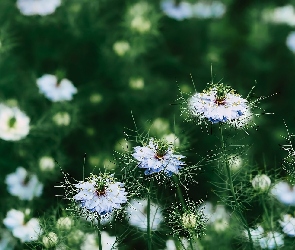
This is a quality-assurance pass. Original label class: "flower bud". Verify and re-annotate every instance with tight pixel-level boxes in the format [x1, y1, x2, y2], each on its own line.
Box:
[39, 156, 55, 171]
[56, 217, 73, 230]
[252, 174, 271, 192]
[42, 232, 58, 248]
[182, 213, 197, 229]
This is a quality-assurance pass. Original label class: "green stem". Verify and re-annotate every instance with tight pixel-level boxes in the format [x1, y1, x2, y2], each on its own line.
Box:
[97, 217, 102, 250]
[220, 126, 254, 250]
[147, 182, 152, 250]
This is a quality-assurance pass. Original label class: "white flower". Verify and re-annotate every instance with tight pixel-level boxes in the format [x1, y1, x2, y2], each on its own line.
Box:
[0, 229, 16, 250]
[42, 232, 58, 248]
[129, 77, 144, 89]
[252, 174, 271, 192]
[3, 209, 42, 243]
[113, 41, 130, 56]
[161, 0, 193, 20]
[162, 133, 180, 148]
[52, 112, 71, 126]
[150, 118, 170, 135]
[264, 5, 295, 26]
[73, 174, 127, 216]
[271, 181, 295, 206]
[280, 214, 295, 237]
[132, 138, 185, 176]
[165, 239, 176, 250]
[126, 199, 163, 231]
[188, 85, 250, 125]
[131, 16, 151, 33]
[5, 167, 43, 200]
[56, 217, 73, 230]
[193, 1, 226, 19]
[286, 31, 295, 53]
[16, 0, 61, 16]
[0, 104, 30, 141]
[36, 74, 77, 102]
[81, 232, 117, 250]
[39, 156, 55, 171]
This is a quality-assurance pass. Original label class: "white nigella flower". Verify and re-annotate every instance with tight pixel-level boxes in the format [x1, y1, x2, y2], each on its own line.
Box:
[193, 1, 226, 19]
[73, 173, 127, 216]
[39, 156, 55, 171]
[188, 84, 250, 125]
[81, 232, 117, 250]
[3, 209, 42, 243]
[252, 174, 271, 192]
[42, 232, 58, 248]
[264, 5, 295, 26]
[132, 138, 185, 176]
[16, 0, 61, 16]
[280, 214, 295, 237]
[113, 41, 130, 56]
[286, 31, 295, 53]
[271, 181, 295, 206]
[5, 167, 43, 200]
[36, 74, 77, 102]
[0, 104, 30, 141]
[160, 0, 193, 21]
[52, 112, 71, 126]
[0, 229, 16, 250]
[126, 199, 163, 231]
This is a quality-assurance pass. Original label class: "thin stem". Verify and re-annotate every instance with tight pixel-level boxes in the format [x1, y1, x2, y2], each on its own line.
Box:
[147, 181, 152, 250]
[220, 126, 254, 250]
[97, 217, 102, 250]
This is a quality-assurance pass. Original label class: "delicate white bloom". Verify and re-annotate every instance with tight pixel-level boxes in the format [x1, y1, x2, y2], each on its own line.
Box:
[280, 214, 295, 237]
[193, 1, 226, 19]
[0, 104, 30, 141]
[286, 31, 295, 53]
[73, 174, 127, 216]
[113, 41, 130, 56]
[271, 181, 295, 206]
[42, 232, 58, 248]
[264, 5, 295, 26]
[3, 209, 42, 243]
[131, 16, 151, 33]
[56, 217, 73, 230]
[188, 85, 250, 125]
[199, 201, 229, 232]
[162, 133, 180, 148]
[16, 0, 61, 16]
[39, 156, 55, 171]
[150, 118, 170, 135]
[52, 112, 71, 126]
[0, 229, 16, 250]
[165, 239, 177, 250]
[228, 154, 243, 172]
[81, 232, 117, 250]
[126, 199, 163, 231]
[161, 0, 193, 20]
[252, 174, 271, 192]
[5, 167, 43, 200]
[133, 138, 185, 176]
[36, 74, 77, 102]
[129, 77, 144, 89]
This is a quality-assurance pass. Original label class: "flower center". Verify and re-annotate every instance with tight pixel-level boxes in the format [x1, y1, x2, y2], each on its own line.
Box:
[154, 140, 169, 160]
[22, 174, 30, 186]
[214, 97, 226, 106]
[8, 116, 16, 128]
[95, 183, 106, 196]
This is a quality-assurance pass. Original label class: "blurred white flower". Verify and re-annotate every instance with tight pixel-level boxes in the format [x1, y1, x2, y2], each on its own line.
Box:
[81, 232, 117, 250]
[161, 0, 193, 20]
[264, 5, 295, 26]
[165, 239, 176, 250]
[271, 181, 295, 206]
[39, 156, 55, 171]
[150, 117, 170, 135]
[42, 232, 58, 248]
[162, 133, 180, 148]
[3, 209, 42, 243]
[252, 174, 271, 192]
[52, 112, 71, 126]
[5, 167, 43, 200]
[280, 214, 295, 237]
[286, 31, 295, 53]
[113, 41, 130, 56]
[90, 93, 103, 104]
[0, 229, 16, 250]
[16, 0, 61, 16]
[37, 74, 77, 102]
[56, 217, 73, 230]
[131, 16, 151, 33]
[129, 77, 144, 89]
[193, 1, 226, 19]
[126, 199, 163, 231]
[0, 104, 30, 141]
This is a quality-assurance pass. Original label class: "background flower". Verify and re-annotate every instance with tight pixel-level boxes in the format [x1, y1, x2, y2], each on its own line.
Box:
[16, 0, 61, 16]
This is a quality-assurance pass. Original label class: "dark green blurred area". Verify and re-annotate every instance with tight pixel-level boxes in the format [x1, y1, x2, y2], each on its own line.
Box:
[1, 0, 295, 248]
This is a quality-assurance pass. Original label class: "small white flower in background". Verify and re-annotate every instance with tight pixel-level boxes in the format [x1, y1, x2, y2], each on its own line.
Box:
[162, 133, 180, 148]
[113, 41, 130, 56]
[3, 209, 42, 243]
[160, 0, 193, 21]
[0, 229, 16, 250]
[228, 154, 243, 172]
[286, 31, 295, 53]
[115, 138, 131, 152]
[188, 83, 250, 125]
[56, 217, 73, 230]
[129, 77, 144, 89]
[131, 16, 151, 33]
[126, 199, 163, 231]
[16, 0, 61, 16]
[271, 181, 295, 206]
[42, 232, 58, 248]
[52, 112, 71, 126]
[39, 156, 55, 171]
[36, 74, 77, 102]
[193, 1, 226, 19]
[252, 174, 271, 192]
[150, 117, 170, 135]
[73, 173, 127, 216]
[280, 214, 295, 237]
[264, 5, 295, 26]
[133, 138, 185, 176]
[81, 232, 117, 250]
[0, 104, 30, 141]
[67, 229, 85, 245]
[5, 167, 43, 200]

◇ ◇ ◇ ◇ ◇

YOUR ASSIGNMENT>
The answer must be a single number: the count of lines in the data that include the word "blurred".

ANSWER SECTION>
2